■ Exercise aim
Continue the reading passage on greener alternatives to BPA and other problematic plastics, starting after its final sentence.

For example, in the late 1990s, can manufacturers in Japan responded to consumer concerns by coming up with both a BPA-free liner material and a process that prevents most of the BPA from leaching. Kaiser Permanente, the nonprofit health care system, pushed its suppliers to find a replacement for DEHP and other potential problematic plastics. And in a survey that Warner conducted with his students when he was teaching at the University of Massachusetts at Lowell, he discovered that about half the merchants in the area were no longer issuing cash register and credit card receipts made from a carbonless material that contained BPA. These receipts, he feels, can be a significant source of exposure to the chemical “and, clearly, one that’s absolutely unnecessary.”
What’s holding up progress on the green chemistry front, says Warner, is a combination of industrial inertia, regulatory uncertainty and, in many cases, the lack of a good alternative.
“There are many steps involved in the manufacturing process, and if you have to, say, come up with four or five replacements, not just one, then the economics stink,” he says. “And in a world where we’re focused only on the next quarter’s profits, who can afford to take the risk? This is where government has to step in.”
Federal funding for basic research into greener alternatives is crucial, as is regulatory reform that provides the public with information about the chemical nature of plastics in our lives and rules tough enough to protect us from the new kinds of endocrinological harms that are of increasing concern. At the same time, he cautions, any new regulations should seek to “avoid stifling innovation by scaring away the very people who are trying to do the right thing.”
Warner is a member of this vanguard. “I’m convinced the future is green, and while I don’t know how long it’ll take to get there, I think we’re on the right trajectory,” he says.

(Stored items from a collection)
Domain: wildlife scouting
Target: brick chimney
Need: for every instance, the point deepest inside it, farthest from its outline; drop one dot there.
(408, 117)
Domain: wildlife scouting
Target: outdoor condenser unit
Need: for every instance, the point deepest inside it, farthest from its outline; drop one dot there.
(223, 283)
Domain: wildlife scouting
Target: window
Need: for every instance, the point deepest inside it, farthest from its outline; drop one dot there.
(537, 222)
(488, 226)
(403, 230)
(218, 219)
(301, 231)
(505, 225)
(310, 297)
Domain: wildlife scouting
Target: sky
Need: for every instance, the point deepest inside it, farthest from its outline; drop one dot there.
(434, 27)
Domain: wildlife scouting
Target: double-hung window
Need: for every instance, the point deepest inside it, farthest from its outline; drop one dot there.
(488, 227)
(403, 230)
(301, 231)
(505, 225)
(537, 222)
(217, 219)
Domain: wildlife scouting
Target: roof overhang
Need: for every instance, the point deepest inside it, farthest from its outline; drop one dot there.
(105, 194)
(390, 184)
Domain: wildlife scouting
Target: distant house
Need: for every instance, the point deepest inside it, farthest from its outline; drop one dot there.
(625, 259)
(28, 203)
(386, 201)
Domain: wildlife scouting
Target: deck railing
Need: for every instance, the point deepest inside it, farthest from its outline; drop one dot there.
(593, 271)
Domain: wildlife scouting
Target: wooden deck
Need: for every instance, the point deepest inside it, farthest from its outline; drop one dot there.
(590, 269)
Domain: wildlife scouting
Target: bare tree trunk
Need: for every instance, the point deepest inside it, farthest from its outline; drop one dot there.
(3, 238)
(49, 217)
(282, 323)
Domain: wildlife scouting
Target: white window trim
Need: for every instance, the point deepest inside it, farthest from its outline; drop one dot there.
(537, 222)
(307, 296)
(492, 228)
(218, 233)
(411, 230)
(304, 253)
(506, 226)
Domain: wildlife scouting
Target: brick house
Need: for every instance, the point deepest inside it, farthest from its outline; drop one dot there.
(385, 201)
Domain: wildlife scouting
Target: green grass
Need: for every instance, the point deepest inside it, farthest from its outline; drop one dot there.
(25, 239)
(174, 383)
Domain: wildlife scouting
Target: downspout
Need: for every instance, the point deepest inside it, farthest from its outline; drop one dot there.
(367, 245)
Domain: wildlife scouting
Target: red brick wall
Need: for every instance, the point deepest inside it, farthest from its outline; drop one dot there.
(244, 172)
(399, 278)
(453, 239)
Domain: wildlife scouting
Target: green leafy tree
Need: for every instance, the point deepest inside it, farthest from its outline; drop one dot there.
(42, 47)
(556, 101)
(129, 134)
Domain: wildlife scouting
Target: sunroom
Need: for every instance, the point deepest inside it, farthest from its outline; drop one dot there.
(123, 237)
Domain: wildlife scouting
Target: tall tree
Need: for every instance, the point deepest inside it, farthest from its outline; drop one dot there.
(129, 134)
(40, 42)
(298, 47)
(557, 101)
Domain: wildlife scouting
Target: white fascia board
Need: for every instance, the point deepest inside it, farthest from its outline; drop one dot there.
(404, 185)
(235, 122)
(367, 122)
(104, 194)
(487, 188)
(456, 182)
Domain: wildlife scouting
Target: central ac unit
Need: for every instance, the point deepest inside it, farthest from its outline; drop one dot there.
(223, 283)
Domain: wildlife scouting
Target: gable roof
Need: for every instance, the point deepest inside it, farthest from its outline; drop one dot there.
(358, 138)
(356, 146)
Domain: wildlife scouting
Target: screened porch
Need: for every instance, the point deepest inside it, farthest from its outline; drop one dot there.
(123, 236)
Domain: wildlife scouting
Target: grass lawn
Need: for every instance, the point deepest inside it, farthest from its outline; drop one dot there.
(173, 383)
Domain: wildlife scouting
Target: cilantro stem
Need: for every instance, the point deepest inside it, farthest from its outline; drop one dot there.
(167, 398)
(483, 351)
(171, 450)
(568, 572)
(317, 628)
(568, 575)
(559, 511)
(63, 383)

■ Answer section
To get there, says Wargo of F&ES, “We need a national plastics policy that makes sense. This will require regulatory institutions that are independent and transparent, as well as an increase in what I call ‘green intelligence.’ We live in a vacuum of information, and a product labeling system that is simply a list of 40-letter-long chemicals is not good enough. Most people don’t have a clue about their exposure levels, and the fault lies with government and industry. In my book, my objective is to make readers aware of where these generally invisible dangers are now—and how they can be avoided.”
Meanwhile, BPA and phthalates continue to circulate in the environment and in our bloodstreams, from the moment of conception to the end of our hopefully-not-endocrine-disrupted lives. “On the regulatory side, we’re in a hole, and it’ll take us a long time to dig ourselves out,” says Wargo. “Until that happens, it’s like the Wild West. The public bears the risks of exposure, and the public has to decide how to avoid them.”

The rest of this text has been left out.